Text passage =
start
How I broke into the buy-side without a traditional background.
The road to getting an investing job is not straight forward, not instant and not easy. You know what they say: "Nothing worth having comes easy."
I've been getting a number of inquiries into how I managed to get a public equity investing job without doing any time in the sell-side, having a CFA, a finance major or having had a hedge fund uncle teach me about stocks at age 13.
In this essay I not only hope to tell you a story of my own personal journey to shed some light on the process but also share learnings that may be applicable to all kinds of career journeys.
To clear up terminologies for the non-finance folks who happened to venture onto this article.
Buy-side depicts firms who manage and invest money on behalf of clients and/or the firm's partners. Three distinct categories are:
hedge funds (public market debt, equity, currencies and commodities)
private equity (infrastructure, private businesses, real estate)
venture capital (startups).
Things can get more complicated with more specifications but I'll keep it to this surface level. Just think of it as firms that "buy assets". Buy-side.
Sell-side depicts firms providing brokerage and other services to the buy-side. These are typically investment banks that provide the service of sales & trading, equity research and investment banking. They sell their services to the buy-side clients to aid them in the purchase and/or divestiture of assets. Sell-side.
end
[Segmentation labeling records]
start
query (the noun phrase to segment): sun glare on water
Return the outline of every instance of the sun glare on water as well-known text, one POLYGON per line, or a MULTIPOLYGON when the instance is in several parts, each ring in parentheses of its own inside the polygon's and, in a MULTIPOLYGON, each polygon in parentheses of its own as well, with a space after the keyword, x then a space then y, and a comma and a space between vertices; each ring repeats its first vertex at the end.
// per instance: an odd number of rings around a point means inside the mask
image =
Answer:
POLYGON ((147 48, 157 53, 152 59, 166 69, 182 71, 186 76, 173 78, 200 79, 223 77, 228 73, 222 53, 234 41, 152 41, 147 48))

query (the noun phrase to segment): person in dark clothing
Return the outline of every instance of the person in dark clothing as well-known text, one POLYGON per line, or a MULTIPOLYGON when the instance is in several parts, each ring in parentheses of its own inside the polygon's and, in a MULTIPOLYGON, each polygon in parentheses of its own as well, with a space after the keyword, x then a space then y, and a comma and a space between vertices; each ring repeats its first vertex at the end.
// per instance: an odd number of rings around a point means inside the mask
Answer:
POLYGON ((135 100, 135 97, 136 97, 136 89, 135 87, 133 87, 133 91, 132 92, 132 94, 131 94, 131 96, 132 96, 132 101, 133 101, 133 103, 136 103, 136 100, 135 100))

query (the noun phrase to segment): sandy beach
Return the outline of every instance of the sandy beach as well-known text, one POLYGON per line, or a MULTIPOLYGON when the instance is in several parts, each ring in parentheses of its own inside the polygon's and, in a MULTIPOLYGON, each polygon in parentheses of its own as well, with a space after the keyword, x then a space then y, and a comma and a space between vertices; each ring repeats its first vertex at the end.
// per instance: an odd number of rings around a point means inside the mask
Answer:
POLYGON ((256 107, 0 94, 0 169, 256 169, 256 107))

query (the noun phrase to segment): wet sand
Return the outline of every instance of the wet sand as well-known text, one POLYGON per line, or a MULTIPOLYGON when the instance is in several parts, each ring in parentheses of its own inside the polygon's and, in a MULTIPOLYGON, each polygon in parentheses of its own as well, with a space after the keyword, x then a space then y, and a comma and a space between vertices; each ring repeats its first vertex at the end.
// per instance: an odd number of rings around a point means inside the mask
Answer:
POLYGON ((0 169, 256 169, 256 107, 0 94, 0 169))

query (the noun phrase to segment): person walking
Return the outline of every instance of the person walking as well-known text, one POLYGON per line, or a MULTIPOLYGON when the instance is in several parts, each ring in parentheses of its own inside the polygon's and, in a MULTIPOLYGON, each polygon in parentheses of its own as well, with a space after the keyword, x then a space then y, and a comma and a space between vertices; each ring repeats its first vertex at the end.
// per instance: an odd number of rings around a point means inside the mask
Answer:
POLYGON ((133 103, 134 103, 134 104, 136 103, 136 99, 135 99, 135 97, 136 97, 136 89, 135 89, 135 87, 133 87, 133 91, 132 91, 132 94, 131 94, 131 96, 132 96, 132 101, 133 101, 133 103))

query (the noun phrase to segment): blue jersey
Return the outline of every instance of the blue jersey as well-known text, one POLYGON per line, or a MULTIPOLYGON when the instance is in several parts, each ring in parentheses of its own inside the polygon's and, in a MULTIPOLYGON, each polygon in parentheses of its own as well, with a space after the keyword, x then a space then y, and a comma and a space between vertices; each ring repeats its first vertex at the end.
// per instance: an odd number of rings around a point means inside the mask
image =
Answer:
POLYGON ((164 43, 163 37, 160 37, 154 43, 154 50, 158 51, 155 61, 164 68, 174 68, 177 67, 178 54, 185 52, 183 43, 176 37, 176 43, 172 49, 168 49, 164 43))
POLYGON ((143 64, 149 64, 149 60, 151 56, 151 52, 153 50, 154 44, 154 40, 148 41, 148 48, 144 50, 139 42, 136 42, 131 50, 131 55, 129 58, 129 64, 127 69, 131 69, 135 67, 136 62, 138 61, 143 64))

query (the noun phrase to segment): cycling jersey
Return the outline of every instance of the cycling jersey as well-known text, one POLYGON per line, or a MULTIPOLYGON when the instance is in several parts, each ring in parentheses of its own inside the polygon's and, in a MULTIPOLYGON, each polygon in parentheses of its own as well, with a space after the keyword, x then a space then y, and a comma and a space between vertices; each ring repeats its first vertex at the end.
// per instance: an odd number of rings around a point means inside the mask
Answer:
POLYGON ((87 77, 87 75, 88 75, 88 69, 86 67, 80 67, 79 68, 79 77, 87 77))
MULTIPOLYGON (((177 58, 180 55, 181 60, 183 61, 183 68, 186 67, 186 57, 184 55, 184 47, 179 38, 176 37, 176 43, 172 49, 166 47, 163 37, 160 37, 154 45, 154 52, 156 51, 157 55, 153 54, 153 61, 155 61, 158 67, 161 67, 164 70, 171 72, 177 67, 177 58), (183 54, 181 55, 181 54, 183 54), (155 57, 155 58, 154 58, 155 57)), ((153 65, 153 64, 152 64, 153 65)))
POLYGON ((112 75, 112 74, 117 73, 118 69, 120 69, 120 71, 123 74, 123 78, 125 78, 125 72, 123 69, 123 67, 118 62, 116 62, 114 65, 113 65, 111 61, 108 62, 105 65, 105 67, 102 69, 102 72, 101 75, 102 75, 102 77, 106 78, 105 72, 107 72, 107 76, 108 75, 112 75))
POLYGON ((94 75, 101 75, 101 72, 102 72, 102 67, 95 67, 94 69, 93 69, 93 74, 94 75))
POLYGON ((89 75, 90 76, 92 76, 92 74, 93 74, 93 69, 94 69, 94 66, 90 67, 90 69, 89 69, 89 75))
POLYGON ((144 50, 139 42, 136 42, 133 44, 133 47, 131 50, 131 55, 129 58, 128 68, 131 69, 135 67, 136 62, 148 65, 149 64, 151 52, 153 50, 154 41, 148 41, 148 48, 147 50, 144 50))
end
Your tasks =
- a) Translate this sentence from the buy-side essay into Spanish: "The road to getting an investing job is not straight forward, not instant and not easy."
- b) Please write a continuation of the buy-side essay, picking up after its final sentence.
These records have no connection to the buy-side essay.

Outputs by task =
- a) El camino para conseguir un trabajo en inversiones no es directo, ni inmediato, ni fácil.

- b)
My journey is focused on the "hedge fund" category in public market equity investing.
The fact is that getting into the buyside is hard. Just logistically. There is always more demand than supply. One person can manage billions of dollars. Look at Berkshire Hathaway. You have four dudes managing hundreds of billions of dollars. Heck, the team even works remotely with Charlie Munger residing in LA and Warren Buffet in Omaha.
Per Graham Duncan, Co-founder of East Rock Capital, there are about 45,000 buy-side professionals with 1000 new folks entering the industry every year. The 1000 are out of about a pool of 6000 that consists of investment bankers with a sprinkle of lawyers and consultants, all from a wider pool of 100,000s of professionals that were selected from an even wider pool of university grads. It just means it ain't easy and the numbers aren't in your favour. My role had about a 0.2% acceptance rate. So yes, it's competitive but also just so much out of your control on when an opportunity will open up. There really isn't a "recruiting" season but rather an opening when someone else has left or the fund has gotten hundreds of millions of dollars more.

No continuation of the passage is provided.